Exercise task: Your task is to quote the material that follows, in full and exactly.

▽

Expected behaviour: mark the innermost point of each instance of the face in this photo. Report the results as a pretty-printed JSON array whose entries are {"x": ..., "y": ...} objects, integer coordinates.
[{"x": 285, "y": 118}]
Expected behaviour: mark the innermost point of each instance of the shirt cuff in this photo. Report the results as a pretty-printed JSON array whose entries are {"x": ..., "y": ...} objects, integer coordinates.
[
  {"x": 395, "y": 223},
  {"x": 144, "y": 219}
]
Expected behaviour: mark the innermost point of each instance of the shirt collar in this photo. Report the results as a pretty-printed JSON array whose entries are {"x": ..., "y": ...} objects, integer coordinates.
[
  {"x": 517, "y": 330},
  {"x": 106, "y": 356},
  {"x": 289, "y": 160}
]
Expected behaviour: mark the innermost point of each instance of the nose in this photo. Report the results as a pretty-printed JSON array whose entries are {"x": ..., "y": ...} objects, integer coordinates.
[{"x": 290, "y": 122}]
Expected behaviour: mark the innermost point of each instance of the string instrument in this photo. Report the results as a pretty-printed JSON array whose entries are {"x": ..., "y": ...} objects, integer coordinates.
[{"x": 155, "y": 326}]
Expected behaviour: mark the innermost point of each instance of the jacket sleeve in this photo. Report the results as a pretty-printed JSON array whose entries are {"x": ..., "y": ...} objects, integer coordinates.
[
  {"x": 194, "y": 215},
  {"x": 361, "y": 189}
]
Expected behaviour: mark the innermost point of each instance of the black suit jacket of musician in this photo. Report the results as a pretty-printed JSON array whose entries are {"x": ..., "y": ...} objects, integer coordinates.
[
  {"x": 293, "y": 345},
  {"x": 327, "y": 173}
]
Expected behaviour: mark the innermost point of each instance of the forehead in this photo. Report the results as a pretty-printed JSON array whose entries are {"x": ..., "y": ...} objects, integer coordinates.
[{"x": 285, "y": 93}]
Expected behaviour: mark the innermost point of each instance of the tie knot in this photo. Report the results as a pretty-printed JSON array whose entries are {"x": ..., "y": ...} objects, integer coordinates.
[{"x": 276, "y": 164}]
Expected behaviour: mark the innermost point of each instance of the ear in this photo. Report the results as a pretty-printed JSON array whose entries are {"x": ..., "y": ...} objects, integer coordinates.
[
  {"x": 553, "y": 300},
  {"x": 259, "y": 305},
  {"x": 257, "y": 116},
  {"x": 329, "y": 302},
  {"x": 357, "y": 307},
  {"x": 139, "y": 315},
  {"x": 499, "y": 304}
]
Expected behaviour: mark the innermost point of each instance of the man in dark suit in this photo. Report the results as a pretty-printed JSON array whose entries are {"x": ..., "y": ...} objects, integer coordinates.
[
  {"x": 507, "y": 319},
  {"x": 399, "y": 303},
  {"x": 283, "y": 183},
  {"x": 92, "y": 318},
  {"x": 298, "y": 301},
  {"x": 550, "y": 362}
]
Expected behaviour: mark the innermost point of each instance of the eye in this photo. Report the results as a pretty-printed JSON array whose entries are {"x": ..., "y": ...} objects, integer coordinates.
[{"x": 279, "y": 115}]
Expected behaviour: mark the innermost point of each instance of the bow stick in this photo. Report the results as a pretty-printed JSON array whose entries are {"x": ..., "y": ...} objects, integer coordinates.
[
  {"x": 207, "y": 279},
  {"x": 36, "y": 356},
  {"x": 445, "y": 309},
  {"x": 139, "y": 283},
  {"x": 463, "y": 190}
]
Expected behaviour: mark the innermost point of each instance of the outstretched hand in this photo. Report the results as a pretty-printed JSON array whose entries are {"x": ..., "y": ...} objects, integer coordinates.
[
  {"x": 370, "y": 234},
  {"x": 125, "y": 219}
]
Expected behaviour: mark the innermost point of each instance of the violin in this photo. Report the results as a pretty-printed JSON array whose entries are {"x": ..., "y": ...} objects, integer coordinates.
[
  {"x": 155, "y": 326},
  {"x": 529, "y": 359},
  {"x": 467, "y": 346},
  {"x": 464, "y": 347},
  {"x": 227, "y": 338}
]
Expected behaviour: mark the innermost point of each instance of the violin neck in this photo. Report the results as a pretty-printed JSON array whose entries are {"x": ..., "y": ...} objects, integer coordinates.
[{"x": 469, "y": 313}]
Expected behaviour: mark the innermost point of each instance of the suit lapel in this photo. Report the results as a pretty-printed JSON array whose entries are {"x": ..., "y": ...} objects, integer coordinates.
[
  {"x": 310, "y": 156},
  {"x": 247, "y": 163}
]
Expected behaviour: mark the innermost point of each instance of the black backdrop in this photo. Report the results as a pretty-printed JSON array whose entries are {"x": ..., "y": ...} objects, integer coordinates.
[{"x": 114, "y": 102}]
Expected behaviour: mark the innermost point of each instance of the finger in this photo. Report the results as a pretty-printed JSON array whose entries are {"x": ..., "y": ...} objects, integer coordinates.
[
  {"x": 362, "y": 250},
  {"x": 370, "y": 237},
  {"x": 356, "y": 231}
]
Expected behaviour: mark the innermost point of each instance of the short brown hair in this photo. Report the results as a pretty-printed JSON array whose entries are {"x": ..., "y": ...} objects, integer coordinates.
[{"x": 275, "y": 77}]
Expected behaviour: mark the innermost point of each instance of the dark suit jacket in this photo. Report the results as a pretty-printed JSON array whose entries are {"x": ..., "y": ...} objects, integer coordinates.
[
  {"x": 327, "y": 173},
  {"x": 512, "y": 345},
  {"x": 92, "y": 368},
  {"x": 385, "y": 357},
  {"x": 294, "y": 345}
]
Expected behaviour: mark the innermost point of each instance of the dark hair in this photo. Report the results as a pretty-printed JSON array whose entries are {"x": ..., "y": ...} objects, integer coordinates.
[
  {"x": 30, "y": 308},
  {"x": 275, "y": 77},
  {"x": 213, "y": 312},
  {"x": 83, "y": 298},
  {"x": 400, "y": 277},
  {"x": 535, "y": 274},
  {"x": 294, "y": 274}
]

△

Complete response:
Expected behaviour: mark the innermost point of each instance of the face in this photo. Report the results as a pretty-printed JSON array whose entries are {"x": ..., "y": ...} objects, integer coordinates.
[{"x": 285, "y": 118}]
Expected behaviour: mark the innermost point of each instance of the shirt cuff in this photo. Report the results as a pretty-printed JSON array whose entries are {"x": ..., "y": ...} objects, integer coordinates.
[
  {"x": 395, "y": 223},
  {"x": 144, "y": 219}
]
Expected behaviour: mark the innermost point of each instance of the shirt collar in this photo. Report the results as a pretty-printed JSON array whose entries are {"x": ..., "y": ...} objects, integer coordinates.
[
  {"x": 517, "y": 330},
  {"x": 106, "y": 356},
  {"x": 289, "y": 160}
]
Expected behaviour: mark the innermost point of each instance of the nose in this photo. Report the results as a pretty-printed JSON array whose entries are {"x": ..., "y": ...} objects, integer coordinates.
[{"x": 290, "y": 122}]
Expected behaviour: mark the innermost point of each instance of the string instrument in this photo. Report the results as a pretty-printed JSON array whose entries are {"x": ..., "y": ...} objects, integer coordinates.
[{"x": 155, "y": 326}]
Expected behaviour: mark the innermost point of each instance of the jacket sleeve in this photo. Report the results as a pretty-printed JSON array whose entries are {"x": ..., "y": ...} objects, integer coordinates.
[
  {"x": 194, "y": 215},
  {"x": 361, "y": 189}
]
Expected behaviour: mark the innermost point of each instance of the black suit jacket of musician in this photo. Report the results as a pretty-printed JSON array whose entries are {"x": ..., "y": ...} objects, integer coordinates.
[
  {"x": 293, "y": 345},
  {"x": 327, "y": 173}
]
Expected behaviour: mark the innermost point of each instance of the forehead in this photo. Report the results as a pretty-printed JSON array whose entries are {"x": ..., "y": ...} objects, integer coordinates.
[{"x": 285, "y": 93}]
Expected behaviour: mark the innermost point of each instance of the tie knot in this photo. Report the results as a pretty-printed JSON array whose entries are {"x": ..., "y": ...} objects, integer coordinates.
[{"x": 276, "y": 164}]
Expected behaviour: mark the innermost point of each instance of the ear in this photo. Report the results as a pretty-printed JSON array whose entries are {"x": ..., "y": ...} objects, integer coordinates.
[
  {"x": 553, "y": 300},
  {"x": 259, "y": 305},
  {"x": 257, "y": 116},
  {"x": 329, "y": 302},
  {"x": 357, "y": 307},
  {"x": 139, "y": 315},
  {"x": 499, "y": 304}
]
Expected behaviour: mark the innermost point of each instance of the man in dark suit in this photo. Report the results as a pretty-printed JSON array whose entries are {"x": ..., "y": ...} objects, integer coordinates.
[
  {"x": 507, "y": 319},
  {"x": 399, "y": 303},
  {"x": 283, "y": 183},
  {"x": 92, "y": 318},
  {"x": 298, "y": 301},
  {"x": 550, "y": 362}
]
Expected behaviour: mark the innermost point of each instance of the eye in this photo. Report the results as a pretty-printed JSON array whose entries are {"x": ..., "y": ...} objects, integer coordinates.
[{"x": 279, "y": 115}]
Expected behaviour: mark the innermost point of each instance of the bow stick in this photo. Report the results as a pretty-printed JSON array whose entries are {"x": ..., "y": ...} objects, integer coordinates.
[
  {"x": 207, "y": 279},
  {"x": 36, "y": 356},
  {"x": 445, "y": 309},
  {"x": 139, "y": 283},
  {"x": 463, "y": 190}
]
Expected behaviour: mark the innermost point of each instance of the outstretched hand in this photo. Report the results as a pretty-printed JSON array whose entries are {"x": ..., "y": ...} objects, integer coordinates.
[
  {"x": 370, "y": 234},
  {"x": 125, "y": 219}
]
Expected behaviour: mark the innermost point of each instance of the violin in this photo. Report the results as a pretty-printed JSON array whose entries are {"x": ..., "y": ...} objects, integer coordinates.
[
  {"x": 155, "y": 326},
  {"x": 529, "y": 359},
  {"x": 467, "y": 346},
  {"x": 464, "y": 347},
  {"x": 227, "y": 338}
]
Expected behaviour: mark the innermost point of each instance of the violin neck in this photo. Report the results as a pretty-printed JSON array whose entries are {"x": ..., "y": ...} objects, integer coordinates.
[{"x": 469, "y": 313}]
Expected behaviour: mark the innermost point of each instance of the suit lapel in this photo. Report the results as a pretty-printed JSON array whose entries are {"x": ..., "y": ...} objects, integer coordinates.
[
  {"x": 310, "y": 156},
  {"x": 247, "y": 163}
]
Expected behaviour: mark the innermost point of each instance of the black backdrop in this photo. Report the results as a pretty-printed JSON array whose entries are {"x": ..., "y": ...} objects, integer coordinates.
[{"x": 114, "y": 102}]
Expected behaviour: mark the innermost point of each instance of the finger in this photo. Report the results as a pretty-printed JSON array whose entries are {"x": ..., "y": ...} objects, integer coordinates.
[
  {"x": 362, "y": 250},
  {"x": 370, "y": 237},
  {"x": 356, "y": 231}
]
Expected behaviour: mark the innermost point of each instance of the short brown hair in this photo. Report the results as a pretty-printed JSON array whose entries are {"x": ..., "y": ...} objects, integer coordinates.
[{"x": 275, "y": 77}]
Expected behaviour: mark the innermost point of each instance of the dark suit jacket in this photo. Report the results as a pretty-printed JSON array whose entries are {"x": ..., "y": ...} objects, integer coordinates.
[
  {"x": 327, "y": 173},
  {"x": 512, "y": 345},
  {"x": 92, "y": 368},
  {"x": 385, "y": 357},
  {"x": 294, "y": 345}
]
Expected behaviour: mark the innermost point of each instance of the dark hair in this photo. Report the results as a pretty-printed JSON array whose entries are {"x": ..., "y": ...} objects, integer coordinates.
[
  {"x": 30, "y": 308},
  {"x": 275, "y": 77},
  {"x": 213, "y": 312},
  {"x": 83, "y": 298},
  {"x": 400, "y": 277},
  {"x": 535, "y": 274},
  {"x": 294, "y": 274}
]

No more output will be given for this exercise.